▶ _Supplied text_:

We present a holistic framework to train deep neural networks in a way that is highly invulnerable to label noise. Our method sets the new state of the art on various types of label noise.

  • Use a virtual environment
virtualenv -p python3 --system-site-packages env
source env/bin/activate
  • Install packages
pip3 install -r requirements.txt

Run Experiments

Train on CIFAR

Train the model with 20%, 40, and 80% uniform noise ratios on CIFAR100. You can go to higher noise ratio, e.g. 95%, with the following command.


for ratio in 0.2 0.4 0.8; do
  CUDA_VISIBLE_DEVICES=${GPU} python -m ieg.main --dataset=cifar100_uniform_${ratio}\
  --network_name=wrn28-10 --checkpoint_path=$SAVEPATH/ieg &
  GPU=$((GPU + 1))

Useful training setting options

  • CIFAR10 with uniform noise: --dataset=cifar10_uniform_${ratio}.

  • CIFAR10 with asymmetric noise: --dataset=cifar10_asymmetric_${ratio}.

  • ResNet29 architecture, set --network_name=resnet29.

  • Data augmentation. The default strong augmentation is AutoAugment. You can change to RandAugment by --aug_type=randaug. The performance should be on par. See discussion in the paper.

  • MultiGPU is supported by simply CUDA_VISIBLE_DEVICES=<id-1>,<id-2>,....

▶ _Instruction_: Shorten the paragraph in the training guide above that begins "We present a holistic framework" to one sentence, keeping its main claims.

▶ _Entries shown_:
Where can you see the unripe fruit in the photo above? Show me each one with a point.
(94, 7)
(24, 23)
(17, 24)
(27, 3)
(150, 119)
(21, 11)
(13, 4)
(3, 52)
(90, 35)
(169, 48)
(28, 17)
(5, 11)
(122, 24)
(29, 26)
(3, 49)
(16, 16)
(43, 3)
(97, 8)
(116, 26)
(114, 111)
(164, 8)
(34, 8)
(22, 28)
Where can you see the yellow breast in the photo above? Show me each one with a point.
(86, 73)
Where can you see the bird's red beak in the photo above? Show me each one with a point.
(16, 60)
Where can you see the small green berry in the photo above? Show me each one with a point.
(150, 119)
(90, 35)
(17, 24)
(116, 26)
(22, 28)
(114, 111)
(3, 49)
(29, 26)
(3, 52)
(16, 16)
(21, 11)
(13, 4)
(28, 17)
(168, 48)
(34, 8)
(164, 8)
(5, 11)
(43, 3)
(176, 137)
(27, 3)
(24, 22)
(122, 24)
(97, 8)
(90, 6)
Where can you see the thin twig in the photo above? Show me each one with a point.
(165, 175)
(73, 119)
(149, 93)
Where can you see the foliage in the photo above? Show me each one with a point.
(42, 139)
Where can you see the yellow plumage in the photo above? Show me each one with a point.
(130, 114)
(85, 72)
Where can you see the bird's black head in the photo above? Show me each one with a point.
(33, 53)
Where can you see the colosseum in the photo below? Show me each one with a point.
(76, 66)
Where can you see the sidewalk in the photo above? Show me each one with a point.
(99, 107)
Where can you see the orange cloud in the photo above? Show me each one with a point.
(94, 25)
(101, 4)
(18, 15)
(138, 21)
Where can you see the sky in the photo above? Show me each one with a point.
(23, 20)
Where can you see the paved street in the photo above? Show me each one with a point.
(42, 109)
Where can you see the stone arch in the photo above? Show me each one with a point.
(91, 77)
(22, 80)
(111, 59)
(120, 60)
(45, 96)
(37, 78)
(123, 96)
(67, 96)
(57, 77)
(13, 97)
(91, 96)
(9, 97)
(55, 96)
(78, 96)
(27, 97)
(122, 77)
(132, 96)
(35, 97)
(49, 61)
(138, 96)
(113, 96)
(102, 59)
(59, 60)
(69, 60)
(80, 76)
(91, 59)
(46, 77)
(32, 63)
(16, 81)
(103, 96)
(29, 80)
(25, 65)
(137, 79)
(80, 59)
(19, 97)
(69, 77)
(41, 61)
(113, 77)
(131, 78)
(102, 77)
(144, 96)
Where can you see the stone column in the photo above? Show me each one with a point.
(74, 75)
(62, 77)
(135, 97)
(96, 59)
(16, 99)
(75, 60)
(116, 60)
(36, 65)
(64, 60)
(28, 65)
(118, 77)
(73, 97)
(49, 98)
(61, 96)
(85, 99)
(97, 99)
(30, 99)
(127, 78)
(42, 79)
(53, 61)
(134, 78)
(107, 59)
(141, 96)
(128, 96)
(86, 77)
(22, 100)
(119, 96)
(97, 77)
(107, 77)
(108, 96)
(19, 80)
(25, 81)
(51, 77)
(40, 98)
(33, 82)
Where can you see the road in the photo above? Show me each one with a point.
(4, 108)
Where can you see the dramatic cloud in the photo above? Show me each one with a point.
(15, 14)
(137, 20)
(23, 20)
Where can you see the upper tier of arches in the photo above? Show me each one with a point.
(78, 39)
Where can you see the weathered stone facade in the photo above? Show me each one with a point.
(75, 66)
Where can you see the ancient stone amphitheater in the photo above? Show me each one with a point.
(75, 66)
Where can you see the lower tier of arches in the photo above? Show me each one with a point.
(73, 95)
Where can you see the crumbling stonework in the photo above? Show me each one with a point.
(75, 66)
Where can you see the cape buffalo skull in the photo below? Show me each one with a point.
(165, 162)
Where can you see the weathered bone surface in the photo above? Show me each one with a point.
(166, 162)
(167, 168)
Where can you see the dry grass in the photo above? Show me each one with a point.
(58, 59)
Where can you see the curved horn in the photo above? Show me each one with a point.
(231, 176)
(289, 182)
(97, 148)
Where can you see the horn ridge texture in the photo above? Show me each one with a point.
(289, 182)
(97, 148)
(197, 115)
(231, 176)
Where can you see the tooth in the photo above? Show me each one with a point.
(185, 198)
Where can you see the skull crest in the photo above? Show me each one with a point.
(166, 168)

▶ _Correct output_: This holistic framework trains deep neural networks to be highly invulnerable to label noise and sets a new state of the art on various noise types.